§ **PROBLEM DETAILS**
Reproduce every one of the items below word for word, omitting the picture.
+++ DATA TO PROCESS +++
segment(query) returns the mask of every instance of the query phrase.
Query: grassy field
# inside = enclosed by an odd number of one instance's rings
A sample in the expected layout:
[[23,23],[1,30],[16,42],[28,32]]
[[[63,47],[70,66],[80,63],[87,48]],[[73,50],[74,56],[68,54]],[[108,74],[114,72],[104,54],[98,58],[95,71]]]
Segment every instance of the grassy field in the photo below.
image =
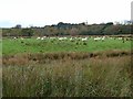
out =
[[59,40],[11,40],[3,38],[2,54],[13,55],[18,53],[50,53],[50,52],[95,52],[110,50],[131,50],[131,41],[122,42],[120,40],[106,38],[104,42],[95,42],[89,38],[86,42],[82,41],[59,41]]
[[131,41],[2,41],[3,97],[133,97]]
[[3,64],[3,97],[131,97],[131,57]]

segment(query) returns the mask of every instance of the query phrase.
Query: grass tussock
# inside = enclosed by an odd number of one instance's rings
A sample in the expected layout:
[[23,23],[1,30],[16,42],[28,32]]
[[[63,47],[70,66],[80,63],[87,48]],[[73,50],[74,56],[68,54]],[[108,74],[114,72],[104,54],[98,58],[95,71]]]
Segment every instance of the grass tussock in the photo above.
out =
[[121,57],[129,56],[133,53],[130,51],[106,51],[106,52],[69,52],[69,53],[35,53],[35,54],[16,54],[3,56],[2,63],[4,65],[24,65],[31,63],[44,64],[49,61],[57,59],[85,59],[85,58],[101,58],[101,57]]
[[43,64],[3,64],[3,97],[133,96],[131,56],[51,59]]

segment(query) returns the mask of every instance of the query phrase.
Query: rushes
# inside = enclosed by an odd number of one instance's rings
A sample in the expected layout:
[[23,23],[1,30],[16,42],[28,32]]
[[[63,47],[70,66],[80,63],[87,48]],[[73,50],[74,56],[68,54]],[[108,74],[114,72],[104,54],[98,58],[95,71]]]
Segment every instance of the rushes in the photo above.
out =
[[3,65],[4,97],[126,97],[131,57],[53,59],[49,63]]

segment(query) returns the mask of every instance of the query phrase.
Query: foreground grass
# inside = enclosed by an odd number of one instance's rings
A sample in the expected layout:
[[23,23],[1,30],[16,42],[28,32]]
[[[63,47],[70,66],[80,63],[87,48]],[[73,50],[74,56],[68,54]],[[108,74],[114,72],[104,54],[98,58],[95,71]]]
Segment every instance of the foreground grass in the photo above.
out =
+++
§ **RESPONSE TO THE TASK**
segment(query) returns the mask of every instance of the query phrase.
Query: grassy field
# inside = enclosed by an odd number of one instance's rings
A sample in the expected layout:
[[23,23],[1,30],[16,42],[28,32]]
[[[63,47],[70,66],[80,63],[87,48]],[[73,50],[74,56],[68,54]],[[108,74],[114,72],[104,54],[98,58],[95,71]]]
Segment every instance of the grassy field in the photo below.
image =
out =
[[59,40],[11,40],[3,38],[2,54],[13,55],[18,53],[50,53],[50,52],[95,52],[110,50],[131,50],[131,41],[122,42],[120,40],[106,38],[104,42],[95,42],[89,38],[86,42],[82,41],[59,41]]
[[131,41],[2,41],[3,97],[133,97]]
[[3,64],[3,97],[131,97],[131,57]]

segment(query) returns the mask of every instance of the query phrase.
Query: grass tussock
# inside = enclosed by an odd number of one instance's rings
A sample in the expected layout:
[[23,23],[1,30],[16,42],[28,32]]
[[[63,47],[70,66],[80,63],[87,48]],[[73,50],[74,56],[68,54]],[[108,74],[114,72],[104,54],[98,58],[95,71]]]
Segment every instance of the grass tussock in the photo above.
out =
[[121,57],[129,56],[133,53],[130,51],[106,51],[106,52],[69,52],[69,53],[35,53],[35,54],[16,54],[3,56],[2,63],[4,65],[24,65],[31,63],[44,64],[49,61],[57,59],[85,59],[85,58],[101,58],[101,57]]
[[43,64],[3,64],[3,97],[133,96],[131,56],[51,59]]

segment(query) returns the mask of every instance of the query phrase.
Query: rushes
# inside = enclosed by an odd number of one instance's rings
A sample in the expected layout:
[[23,23],[1,30],[16,42],[28,32]]
[[[63,47],[70,66],[80,63],[87,48]],[[73,50],[74,56],[68,54]],[[108,74],[114,72],[104,54],[98,58],[95,71]]]
Segment every instance of the rushes in the photo above.
out =
[[3,65],[4,97],[126,97],[131,57],[53,59],[49,63]]

segment(query) returns the mask of every instance of the query phrase.
Query: foreground grass
# inside = enclosed by an odd number of one instance's rings
A sample in the expected layout:
[[23,23],[1,30],[16,42],[28,32]]
[[[63,47],[70,66],[80,63],[87,48]],[[73,50],[74,56],[68,54]],[[108,74],[114,72],[104,54],[98,58],[95,71]]]
Segment every instance of the foreground grass in the photo above.
out =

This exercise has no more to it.